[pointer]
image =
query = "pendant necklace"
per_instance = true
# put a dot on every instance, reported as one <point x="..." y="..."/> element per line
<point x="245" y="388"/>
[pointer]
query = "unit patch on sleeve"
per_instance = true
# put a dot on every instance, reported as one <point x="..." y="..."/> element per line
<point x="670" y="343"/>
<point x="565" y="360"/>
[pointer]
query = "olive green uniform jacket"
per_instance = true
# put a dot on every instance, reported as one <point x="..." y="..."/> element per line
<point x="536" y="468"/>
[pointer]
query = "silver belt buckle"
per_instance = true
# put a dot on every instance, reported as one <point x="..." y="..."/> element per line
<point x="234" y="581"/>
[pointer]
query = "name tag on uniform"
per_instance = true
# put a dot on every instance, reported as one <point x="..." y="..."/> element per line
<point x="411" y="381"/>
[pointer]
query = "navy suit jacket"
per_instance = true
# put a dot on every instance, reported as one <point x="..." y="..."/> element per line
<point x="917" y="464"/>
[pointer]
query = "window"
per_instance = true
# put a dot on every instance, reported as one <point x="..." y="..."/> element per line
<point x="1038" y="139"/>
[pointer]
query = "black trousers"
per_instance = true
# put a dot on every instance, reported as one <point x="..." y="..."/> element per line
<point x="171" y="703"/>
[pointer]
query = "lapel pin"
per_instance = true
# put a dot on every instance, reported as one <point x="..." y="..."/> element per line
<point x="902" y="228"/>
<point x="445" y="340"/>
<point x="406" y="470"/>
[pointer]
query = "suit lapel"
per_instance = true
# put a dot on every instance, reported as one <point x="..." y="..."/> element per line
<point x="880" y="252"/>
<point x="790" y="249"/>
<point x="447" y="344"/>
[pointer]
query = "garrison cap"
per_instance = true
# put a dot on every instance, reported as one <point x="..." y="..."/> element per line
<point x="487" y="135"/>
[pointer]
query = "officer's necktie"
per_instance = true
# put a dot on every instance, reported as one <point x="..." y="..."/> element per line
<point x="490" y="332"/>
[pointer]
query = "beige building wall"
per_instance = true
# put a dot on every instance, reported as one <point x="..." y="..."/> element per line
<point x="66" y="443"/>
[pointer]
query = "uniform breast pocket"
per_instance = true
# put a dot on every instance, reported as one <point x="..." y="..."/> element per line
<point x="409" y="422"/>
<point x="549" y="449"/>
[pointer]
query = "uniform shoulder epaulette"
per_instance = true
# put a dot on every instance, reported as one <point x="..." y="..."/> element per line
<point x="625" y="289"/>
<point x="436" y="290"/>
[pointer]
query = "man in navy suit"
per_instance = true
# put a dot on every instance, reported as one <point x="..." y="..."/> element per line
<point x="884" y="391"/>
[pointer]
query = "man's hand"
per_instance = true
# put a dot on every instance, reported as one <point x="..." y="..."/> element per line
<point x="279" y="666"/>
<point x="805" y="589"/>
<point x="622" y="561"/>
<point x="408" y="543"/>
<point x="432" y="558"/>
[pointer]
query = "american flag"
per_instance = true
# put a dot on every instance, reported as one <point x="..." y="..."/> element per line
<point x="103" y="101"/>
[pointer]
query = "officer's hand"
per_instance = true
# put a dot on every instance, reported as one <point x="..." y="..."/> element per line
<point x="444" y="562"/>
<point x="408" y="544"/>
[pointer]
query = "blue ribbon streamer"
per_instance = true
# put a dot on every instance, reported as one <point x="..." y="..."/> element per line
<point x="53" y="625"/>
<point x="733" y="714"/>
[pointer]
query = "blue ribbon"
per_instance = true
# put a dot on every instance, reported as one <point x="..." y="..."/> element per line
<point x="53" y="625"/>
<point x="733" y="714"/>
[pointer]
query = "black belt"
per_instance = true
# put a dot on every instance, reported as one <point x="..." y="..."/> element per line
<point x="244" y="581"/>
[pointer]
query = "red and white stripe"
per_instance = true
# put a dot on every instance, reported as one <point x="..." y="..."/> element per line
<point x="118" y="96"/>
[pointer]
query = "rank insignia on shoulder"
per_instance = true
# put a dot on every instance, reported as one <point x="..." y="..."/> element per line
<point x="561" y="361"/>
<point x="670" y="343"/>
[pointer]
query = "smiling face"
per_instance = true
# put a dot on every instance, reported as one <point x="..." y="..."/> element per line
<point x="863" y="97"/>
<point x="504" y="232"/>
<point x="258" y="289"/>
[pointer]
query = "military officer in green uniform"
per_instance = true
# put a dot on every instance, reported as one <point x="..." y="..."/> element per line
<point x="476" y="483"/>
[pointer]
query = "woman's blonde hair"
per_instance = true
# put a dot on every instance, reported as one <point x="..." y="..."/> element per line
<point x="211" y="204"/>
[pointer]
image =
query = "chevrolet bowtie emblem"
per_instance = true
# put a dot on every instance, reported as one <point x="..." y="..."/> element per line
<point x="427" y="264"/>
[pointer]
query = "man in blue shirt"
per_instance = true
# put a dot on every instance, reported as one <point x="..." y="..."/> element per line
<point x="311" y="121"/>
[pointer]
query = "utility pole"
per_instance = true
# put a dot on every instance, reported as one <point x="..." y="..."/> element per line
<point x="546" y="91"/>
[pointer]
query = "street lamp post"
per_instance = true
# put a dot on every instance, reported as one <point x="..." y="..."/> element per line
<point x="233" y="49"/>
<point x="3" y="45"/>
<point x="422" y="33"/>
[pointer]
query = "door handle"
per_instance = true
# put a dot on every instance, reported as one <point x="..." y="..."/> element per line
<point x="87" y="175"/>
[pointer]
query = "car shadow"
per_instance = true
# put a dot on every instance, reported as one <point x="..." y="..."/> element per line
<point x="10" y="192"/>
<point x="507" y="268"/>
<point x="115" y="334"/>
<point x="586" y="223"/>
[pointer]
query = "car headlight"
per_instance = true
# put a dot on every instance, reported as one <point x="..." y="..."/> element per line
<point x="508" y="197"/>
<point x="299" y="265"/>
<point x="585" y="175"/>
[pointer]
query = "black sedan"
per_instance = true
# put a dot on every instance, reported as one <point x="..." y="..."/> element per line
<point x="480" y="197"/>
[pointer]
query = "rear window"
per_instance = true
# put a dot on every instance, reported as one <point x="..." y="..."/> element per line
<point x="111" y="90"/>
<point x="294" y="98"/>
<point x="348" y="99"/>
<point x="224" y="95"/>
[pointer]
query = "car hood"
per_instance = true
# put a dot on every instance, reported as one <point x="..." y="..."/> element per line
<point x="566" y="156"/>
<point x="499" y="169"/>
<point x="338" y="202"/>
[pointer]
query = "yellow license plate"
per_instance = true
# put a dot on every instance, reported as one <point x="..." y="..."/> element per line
____
Instruction:
Locate every line in the material above that contains the string "ribbon", and copy each of those lines in full.

Reply to the task:
query = "blue ribbon streamer"
query = "blue ribbon"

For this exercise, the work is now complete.